* _What is required_: Copy out each line of the data below in which the string "target" appears.

* _Material for this exercise_:
# # # #

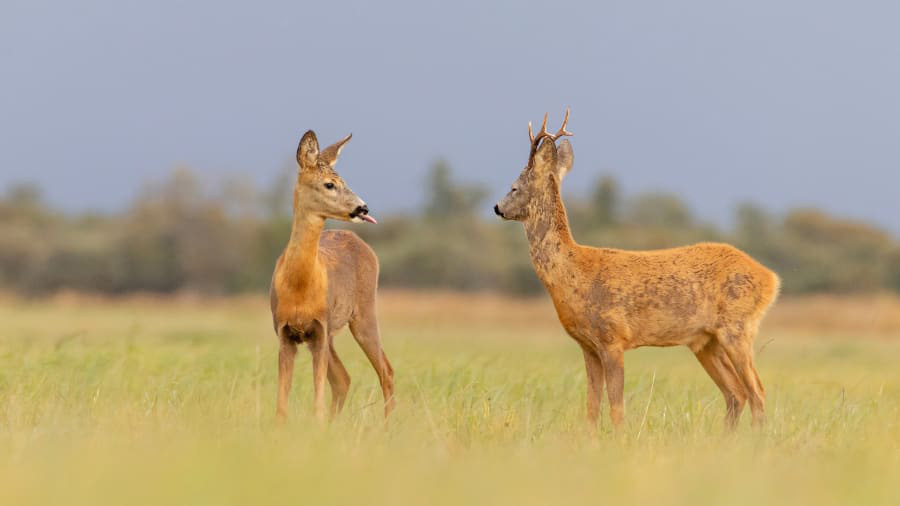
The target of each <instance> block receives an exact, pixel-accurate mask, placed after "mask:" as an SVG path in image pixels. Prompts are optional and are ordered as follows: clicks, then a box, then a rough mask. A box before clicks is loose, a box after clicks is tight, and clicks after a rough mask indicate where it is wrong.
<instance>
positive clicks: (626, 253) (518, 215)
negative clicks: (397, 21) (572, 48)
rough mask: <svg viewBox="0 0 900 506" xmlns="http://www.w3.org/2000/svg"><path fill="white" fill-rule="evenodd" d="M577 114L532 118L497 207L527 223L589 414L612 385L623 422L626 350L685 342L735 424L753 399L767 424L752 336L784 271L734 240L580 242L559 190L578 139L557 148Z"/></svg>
mask: <svg viewBox="0 0 900 506" xmlns="http://www.w3.org/2000/svg"><path fill="white" fill-rule="evenodd" d="M568 119H569V111H568V110H566V117H565V119H564V120H563V125H562V127H561V128H560V129H559V131H557V133H556V134H552V135H551V134H550V133H549V132H548V131H547V116H546V115H545V116H544V124H543V126H542V127H541V131H540V132H538V134H537V135H534V134H533V133H532V130H531V124H530V123H529V124H528V135H529V138H530V140H531V151H530V154H529V157H528V164H527V165H526V166H525V169H524V170H523V171H522V173H521V175H519V178H518V179H516V181H515V182H514V183H513V185H512V189H511V190H510V191H509V193H508V194H507V195H506V196H505V197H504V198H503V199H502V200H501V201H500V202H499V203H498V204H497V205H496V206H494V212H495V213H496V214H498V215H499V216H500V217H501V218H504V219H507V220H516V221H521V222H522V223H523V224H524V225H525V233H526V235H527V237H528V243H529V245H530V246H529V252H530V254H531V261H532V263H533V265H534V269H535V271H536V273H537V275H538V277H539V278H540V279H541V281H542V282H543V284H544V286H545V287H546V288H547V291H548V292H549V293H550V297H551V298H552V299H553V304H554V306H555V307H556V312H557V315H558V316H559V320H560V322H561V323H562V325H563V328H564V329H565V330H566V332H567V333H568V334H569V335H570V336H572V338H574V339H575V341H577V342H578V344H579V346H580V347H581V350H582V352H583V354H584V363H585V368H586V369H587V380H588V392H587V414H588V420H589V421H590V422H591V423H592V424H596V421H597V419H598V417H599V414H600V402H601V401H600V396H601V394H602V391H603V387H604V383H605V384H606V389H607V395H608V397H609V403H610V415H611V418H612V421H613V424H614V425H615V426H617V427H618V426H621V424H622V421H623V416H624V399H623V387H624V378H625V367H624V366H625V361H624V353H625V351H626V350H630V349H632V348H638V347H641V346H676V345H685V346H687V347H688V348H690V349H691V351H693V352H694V354H695V355H696V356H697V359H698V360H699V361H700V364H701V365H702V366H703V368H704V369H705V370H706V372H707V373H708V374H709V376H710V377H711V378H712V379H713V381H714V382H715V383H716V385H717V386H718V387H719V389H720V390H721V391H722V394H723V395H724V396H725V402H726V405H727V414H726V423H727V425H728V426H729V427H733V426H734V425H735V424H736V423H737V421H738V418H739V417H740V414H741V411H742V409H743V407H744V404H745V402H747V401H749V402H750V409H751V411H752V413H753V424H754V425H755V426H759V425H762V424H763V423H764V422H765V391H764V390H763V386H762V383H761V382H760V379H759V375H758V374H757V372H756V367H755V365H754V362H753V340H754V338H755V337H756V333H757V330H758V329H759V323H760V321H761V320H762V318H763V316H764V315H765V314H766V311H767V310H768V308H769V307H770V306H771V305H772V303H773V302H774V301H775V299H776V297H777V295H778V290H779V283H780V282H779V279H778V276H777V275H776V274H775V273H774V272H772V271H770V270H769V269H767V268H765V267H764V266H762V265H760V264H759V263H758V262H756V261H755V260H753V259H752V258H750V256H749V255H747V254H746V253H744V252H742V251H740V250H738V249H737V248H734V247H733V246H729V245H727V244H714V243H702V244H695V245H692V246H684V247H680V248H672V249H663V250H653V251H625V250H619V249H611V248H593V247H590V246H583V245H581V244H578V243H576V242H575V240H574V239H573V238H572V234H571V233H570V231H569V223H568V218H567V216H566V209H565V207H564V206H563V202H562V198H561V196H560V183H561V181H562V179H563V177H565V175H566V173H567V172H568V171H569V170H570V169H571V168H572V162H573V152H572V146H571V144H570V143H569V141H568V140H563V141H562V142H561V143H560V145H559V147H557V146H556V140H557V139H558V138H559V137H562V136H564V135H572V134H571V133H570V132H568V131H566V124H567V122H568Z"/></svg>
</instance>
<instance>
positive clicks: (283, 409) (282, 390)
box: [275, 331, 297, 423]
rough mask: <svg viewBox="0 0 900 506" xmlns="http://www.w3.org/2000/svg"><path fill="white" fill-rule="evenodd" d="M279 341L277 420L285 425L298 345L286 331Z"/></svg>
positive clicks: (282, 333) (276, 411)
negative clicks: (288, 396)
mask: <svg viewBox="0 0 900 506" xmlns="http://www.w3.org/2000/svg"><path fill="white" fill-rule="evenodd" d="M279 339H280V341H281V347H280V348H279V350H278V407H277V408H276V411H275V418H276V419H277V420H278V421H279V422H281V423H284V422H285V421H286V420H287V403H288V395H289V394H290V393H291V381H292V380H293V376H294V358H295V357H296V356H297V343H295V342H294V341H292V340H291V339H290V338H289V337H288V336H287V335H285V334H284V331H281V332H279Z"/></svg>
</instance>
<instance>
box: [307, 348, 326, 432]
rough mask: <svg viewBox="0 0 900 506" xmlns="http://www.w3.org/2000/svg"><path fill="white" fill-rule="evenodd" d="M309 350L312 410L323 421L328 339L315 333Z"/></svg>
mask: <svg viewBox="0 0 900 506" xmlns="http://www.w3.org/2000/svg"><path fill="white" fill-rule="evenodd" d="M309 351H310V353H311V354H312V359H313V392H314V399H315V400H314V401H313V402H314V404H313V412H314V413H315V415H316V419H317V420H319V421H320V422H324V421H325V380H326V379H327V378H328V359H329V356H330V353H329V350H328V339H327V338H326V337H325V336H324V335H317V336H316V337H315V338H313V339H312V340H311V341H310V342H309Z"/></svg>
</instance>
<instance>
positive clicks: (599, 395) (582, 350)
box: [579, 343, 605, 430]
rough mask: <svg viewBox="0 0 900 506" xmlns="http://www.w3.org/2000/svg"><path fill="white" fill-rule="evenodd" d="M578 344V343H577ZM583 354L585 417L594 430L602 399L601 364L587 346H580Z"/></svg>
mask: <svg viewBox="0 0 900 506" xmlns="http://www.w3.org/2000/svg"><path fill="white" fill-rule="evenodd" d="M579 344H580V343H579ZM581 351H582V353H584V368H585V370H586V371H587V417H588V422H589V423H590V424H591V428H592V429H594V430H596V427H597V421H598V420H599V419H600V405H601V404H602V399H603V382H604V381H605V378H604V376H603V363H602V362H600V356H599V355H597V351H596V350H595V349H593V348H591V347H590V346H589V345H584V344H582V345H581Z"/></svg>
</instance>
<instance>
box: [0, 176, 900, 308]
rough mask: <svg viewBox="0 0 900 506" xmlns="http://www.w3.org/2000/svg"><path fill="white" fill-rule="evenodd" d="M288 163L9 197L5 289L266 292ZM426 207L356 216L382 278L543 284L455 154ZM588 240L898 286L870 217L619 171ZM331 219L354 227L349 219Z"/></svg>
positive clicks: (895, 245)
mask: <svg viewBox="0 0 900 506" xmlns="http://www.w3.org/2000/svg"><path fill="white" fill-rule="evenodd" d="M291 174H292V171H285V172H284V174H283V175H282V178H281V179H279V180H278V181H276V183H275V184H274V185H273V186H272V187H271V188H268V189H259V188H256V187H255V186H254V185H253V184H252V183H251V182H249V181H247V180H240V179H237V180H229V181H225V182H224V183H223V184H219V185H212V187H213V190H210V189H209V188H210V187H211V185H209V184H206V183H205V182H203V181H201V180H200V179H198V177H197V176H196V175H195V174H194V173H192V172H191V171H190V170H188V169H184V168H182V169H177V170H175V171H173V173H172V174H171V175H170V176H169V178H168V179H166V180H165V181H163V182H161V183H158V184H150V185H147V186H145V187H144V189H143V190H142V191H141V192H140V193H139V195H138V197H137V198H136V199H135V200H134V202H133V203H132V204H131V205H130V207H129V208H128V209H126V210H124V211H123V212H121V213H113V214H96V213H88V214H80V215H68V214H65V213H62V212H60V211H59V210H57V209H54V208H53V206H51V205H49V204H48V203H47V202H46V201H44V199H43V198H42V196H41V192H40V190H39V189H38V188H36V187H34V186H30V185H17V186H13V187H10V188H8V189H7V191H6V193H5V194H4V195H3V196H2V197H0V288H2V289H6V290H14V291H17V292H20V293H27V294H39V293H48V292H54V291H58V290H61V289H72V290H79V291H88V292H102V293H113V294H114V293H123V292H132V291H146V292H173V291H180V290H187V291H197V292H203V293H236V292H246V291H261V290H265V289H266V287H267V286H268V283H269V279H270V276H271V272H272V268H273V265H274V262H275V259H276V258H277V256H278V254H279V253H280V252H281V250H282V248H283V247H284V245H285V243H286V242H287V238H288V236H289V235H290V225H291V214H290V213H291V211H290V209H291V206H290V198H291V196H290V195H291V192H290V188H291V185H292V181H291ZM424 183H425V191H426V199H425V202H424V204H423V208H422V209H421V210H420V211H417V212H410V213H401V214H395V215H393V216H382V217H381V218H382V220H381V224H379V225H378V226H376V227H369V226H365V227H359V226H354V227H353V230H354V231H356V232H357V233H359V234H360V235H361V236H362V237H363V238H364V239H365V240H366V241H367V242H369V243H370V244H371V245H372V247H373V248H374V249H375V251H376V252H377V253H378V256H379V259H380V261H381V285H382V286H400V287H410V288H444V289H454V290H498V291H503V292H508V293H523V294H527V293H535V292H538V291H540V290H541V289H542V288H541V285H540V283H539V281H538V280H537V277H536V276H535V274H534V272H533V270H532V267H531V262H530V259H529V257H528V245H527V243H526V240H525V234H524V233H523V231H522V229H521V226H519V225H517V224H514V223H505V222H501V221H499V220H496V219H494V218H493V217H492V216H489V214H488V210H489V208H490V207H491V204H492V203H489V202H487V196H488V191H487V190H486V189H485V188H483V187H481V186H477V185H466V184H460V183H458V182H456V181H454V180H453V177H452V171H451V169H450V167H449V166H448V165H447V163H446V162H443V161H439V162H437V163H435V164H434V166H433V167H432V169H431V171H430V172H429V174H428V177H427V179H426V180H425V182H424ZM565 201H566V206H567V210H568V213H569V218H570V222H571V225H572V232H573V234H574V236H575V238H576V239H577V240H578V241H579V242H581V243H584V244H591V245H598V246H600V245H602V246H606V247H614V248H627V249H650V248H664V247H671V246H678V245H684V244H690V243H693V242H697V241H726V242H731V243H733V244H735V245H736V246H738V247H740V248H742V249H744V250H745V251H747V252H748V253H750V254H751V255H753V256H754V257H755V258H757V259H758V260H760V261H761V262H762V263H764V264H765V265H767V266H769V267H770V268H772V269H774V270H775V271H776V272H778V273H779V274H780V275H781V277H782V278H783V282H784V285H783V286H784V290H785V291H786V292H792V293H800V292H876V291H897V292H900V244H898V243H897V241H896V240H895V239H894V238H892V237H891V236H890V235H889V234H887V233H886V232H884V231H882V230H880V229H878V228H876V227H874V226H872V225H869V224H865V223H859V222H854V221H849V220H844V219H840V218H837V217H833V216H830V215H828V214H826V213H824V212H822V211H819V210H815V209H797V210H793V211H790V212H788V213H787V214H786V215H785V216H776V215H773V214H770V213H768V212H766V211H765V210H764V209H762V208H760V207H758V206H756V205H753V204H750V203H746V204H742V205H740V206H738V207H737V209H736V212H735V219H734V226H733V227H732V229H730V230H723V229H721V228H718V227H716V226H713V225H711V224H709V223H704V222H702V221H700V220H698V219H697V218H696V217H695V216H694V214H693V213H692V212H691V210H690V208H689V207H688V205H687V204H686V203H685V202H683V201H682V200H681V199H679V198H678V197H677V196H676V195H673V194H669V193H644V194H637V195H633V196H625V195H623V193H622V191H621V189H620V186H619V185H618V183H617V182H616V181H615V180H614V179H613V178H611V177H609V176H604V177H602V178H600V179H598V181H597V182H596V184H595V185H594V186H593V188H592V189H590V190H589V191H588V192H586V194H578V195H567V196H566V198H565ZM334 226H338V227H344V226H346V225H344V224H335V225H334Z"/></svg>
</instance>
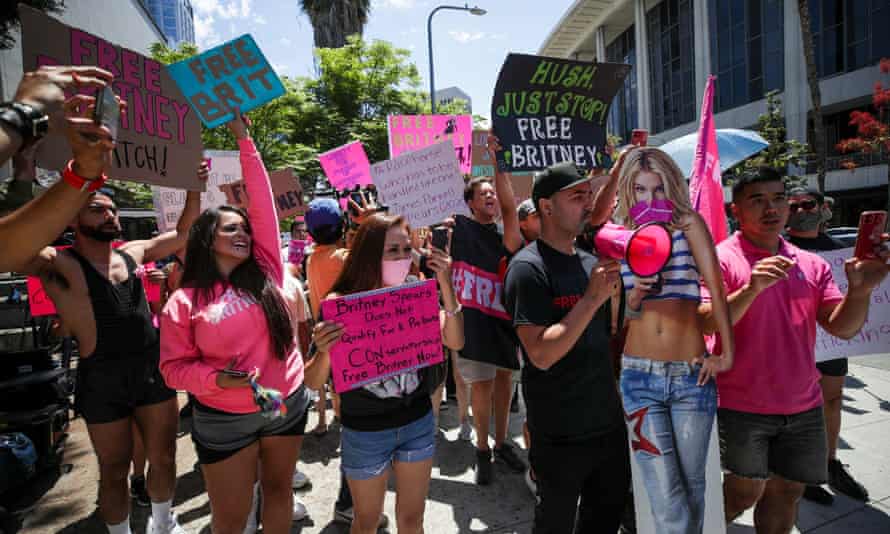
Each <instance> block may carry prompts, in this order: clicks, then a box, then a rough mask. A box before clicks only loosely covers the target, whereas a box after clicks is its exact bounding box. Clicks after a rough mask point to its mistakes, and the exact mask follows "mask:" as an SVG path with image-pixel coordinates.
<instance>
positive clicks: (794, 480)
mask: <svg viewBox="0 0 890 534" xmlns="http://www.w3.org/2000/svg"><path fill="white" fill-rule="evenodd" d="M732 211H733V215H734V216H735V217H736V219H737V220H738V221H739V225H740V230H741V231H740V232H736V233H735V234H734V235H732V236H730V237H729V238H728V239H727V240H725V241H723V242H722V243H720V245H719V246H718V247H717V255H718V257H719V259H720V267H721V269H722V271H723V280H724V284H725V285H726V288H727V294H728V295H729V298H728V301H729V305H730V317H732V318H733V323H734V330H735V344H736V358H735V364H734V366H733V368H732V370H730V371H727V372H725V373H722V374H721V375H720V376H719V377H718V378H717V388H718V396H719V410H718V415H717V420H718V427H719V430H720V443H721V456H722V462H723V467H724V469H725V470H727V471H728V472H729V474H728V475H727V476H726V478H725V480H724V484H723V491H724V503H725V511H726V520H727V522H730V521H732V520H733V519H735V518H736V517H738V516H739V515H741V513H742V512H744V511H745V510H746V509H748V508H750V507H752V506H755V505H756V507H755V510H754V525H755V528H756V530H757V532H758V534H764V533H786V532H791V528H792V527H793V525H794V521H795V519H796V517H797V502H798V501H799V499H800V497H801V495H803V491H804V487H805V485H806V484H821V483H823V482H825V480H826V478H827V472H826V469H827V468H826V466H827V454H828V453H827V448H826V444H827V443H826V438H825V421H824V418H823V415H822V394H821V390H820V388H819V372H818V371H817V370H816V360H815V341H816V324H817V323H818V324H819V325H820V326H821V327H822V328H823V329H825V331H827V332H828V333H830V334H832V335H834V336H837V337H840V338H844V339H849V338H851V337H853V336H854V335H855V334H856V333H857V332H858V331H859V329H860V328H862V325H863V324H864V322H865V319H866V316H867V315H868V304H869V300H870V296H871V292H872V290H873V289H874V288H875V287H877V286H878V285H879V284H880V283H881V281H882V280H883V279H884V277H885V276H886V274H887V266H886V264H885V263H884V262H883V261H876V260H858V259H856V258H852V259H850V260H847V263H846V265H845V266H844V269H845V271H846V275H847V281H848V282H849V290H848V291H847V294H846V295H843V294H842V293H841V292H840V290H838V288H837V285H836V284H835V282H834V279H833V277H832V274H831V268H830V266H829V265H828V263H827V262H826V261H825V260H823V259H822V258H821V257H819V256H818V255H816V254H814V253H811V252H807V251H805V250H802V249H799V248H797V247H795V246H794V245H792V244H791V243H788V242H787V241H785V240H784V239H782V237H781V235H780V234H781V232H782V230H783V229H784V228H785V225H786V223H787V221H788V212H789V209H788V198H787V196H786V194H785V185H784V183H783V182H782V178H781V176H780V175H779V174H778V173H777V172H775V171H774V170H772V169H768V168H760V169H756V170H753V171H748V172H747V173H745V174H744V175H742V176H741V177H740V178H739V179H738V180H737V181H736V183H735V184H734V185H733V196H732ZM881 257H882V258H883V259H884V260H886V258H887V257H890V254H888V253H887V252H883V251H882V252H881ZM703 290H704V288H703ZM700 311H701V313H702V315H703V316H704V320H705V329H706V331H707V332H709V333H711V332H714V330H715V325H714V323H713V318H712V316H711V309H710V303H709V302H708V299H707V297H706V298H705V299H704V303H703V304H702V307H701V310H700ZM719 345H720V339H719V336H718V338H717V346H716V347H715V350H714V352H719V351H720V347H719Z"/></svg>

# # # #

* _Reply to the task_:
The target of each <instance> block receives an exact, pixel-accurate mask, placed after "mask:" as an SVG path in image pixels. Prompts are optional and are ordered as follows: clicks, then a box, then a rough mask. A box before clicks is loose, a box after clicks is tight, and clicks after a rough mask indicate where it is wrong.
Each <instance> block may carry prompts, in this order: clicks, then a box, then a rough mask. A box before clicks only loosely covers the target, whereas a box after clicks is its exact bounding box. Clicks after a rough mask point to its mistakes, and the exact mask follows "mask:" as an SVG path with image-pixel coordinates.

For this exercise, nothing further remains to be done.